====== Passage shown ======

Thomas Vanadium was a detective and previously a man of the cloth. He had a talent to flick quarters through a hole or gap in dimensions and into another. He was sent into a coma which lasted for eight months after Junior killed a nurse and tried to kill Vanadium. Vanadium suffered numerous facial injuries as a result of this, thus making his face severely distorted. However, he chooses to keep his face in this condition as a way of tormenting Junior, spending much of the book after this making Junior believe he is a ghost back for revenge. Unlike Angel, Barty cannot extend his power to Vanadium so he can walk in the rain without getting wet. Near the end of the story, he helps Angel, Grace, and Celestina move into the Lampions' house. After finding Junior's former lawyer's severed head in a cooler at his and Paul's house, Vanadium arrives just in time to distract Junior enough for Angel to push her evil father into another world. Eventually, after Jacob is killed by Junior, he moves into Jacob's apartment on the Lampion's property (by then Thomas had become good friends with the Lampions, the Whites, and the Isaacsons). A few years before Thomas eventually died from old age, he once again became a man of the cloth.

===Celestina White===

Celestina White was the sister of Seraphim White, who took it upon herself to raise her late sister's baby. She is a talented artist and works as a waitress to support herself and later, Angel. Celestina, or Celie to friends, befriends Dr. Walter Lipscomb, the doctor who delivered Angel when the doctor tells her Seraphim flatlined once before Celestina arrived at the hospital and told him 'Rowena loves you, Beezil and Feezil are safe with her'—the names and nicknames of Dr. Lipscomb's late wife and sons who died in a plane crash—names that Seraphim could not have possibly known. While the phenomenon gives Walter hope for peace in an afterlife Celestina is skeptical but comforts him.

======

### Work order 1
In the character descriptions, translate this sentence into Spanish: "She is a talented artist and works as a waitress to support herself and later, Angel."
### Work order 2
Repeat word for word the stretch of the character descriptions that opens with the words "Celestina White was" and closes with "but comforts him.".

====== Records ======

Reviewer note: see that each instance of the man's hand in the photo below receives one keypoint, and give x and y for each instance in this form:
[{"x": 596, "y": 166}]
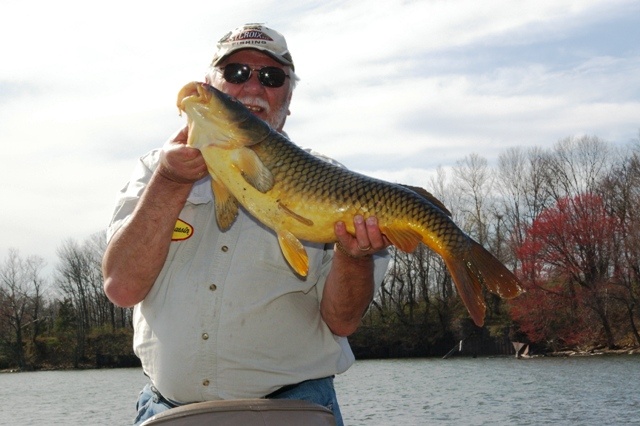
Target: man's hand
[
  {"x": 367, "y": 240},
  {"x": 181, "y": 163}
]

======
====== Records ======

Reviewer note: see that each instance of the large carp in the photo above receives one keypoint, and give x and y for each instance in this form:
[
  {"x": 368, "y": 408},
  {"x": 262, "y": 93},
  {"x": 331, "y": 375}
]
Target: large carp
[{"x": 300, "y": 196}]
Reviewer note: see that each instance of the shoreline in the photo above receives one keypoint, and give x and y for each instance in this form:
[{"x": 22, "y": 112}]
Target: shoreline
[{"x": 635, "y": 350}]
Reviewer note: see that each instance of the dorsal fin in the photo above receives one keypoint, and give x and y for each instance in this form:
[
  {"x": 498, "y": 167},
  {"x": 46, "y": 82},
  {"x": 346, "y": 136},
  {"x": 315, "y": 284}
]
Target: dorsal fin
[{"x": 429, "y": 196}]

======

### Written solution 1
Es una artista talentosa y trabaja como mesera para mantenerse a sí misma y, más tarde, a Angel.

### Written solution 2
Celestina White was the sister of Seraphim White, who took it upon herself to raise her late sister's baby. She is a talented artist and works as a waitress to support herself and later, Angel. Celestina, or Celie to friends, befriends Dr. Walter Lipscomb, the doctor who delivered Angel when the doctor tells her Seraphim flatlined once before Celestina arrived at the hospital and told him 'Rowena loves you, Beezil and Feezil are safe with her'—the names and nicknames of Dr. Lipscomb's late wife and sons who died in a plane crash—names that Seraphim could not have possibly known. While the phenomenon gives Walter hope for peace in an afterlife Celestina is skeptical but comforts him.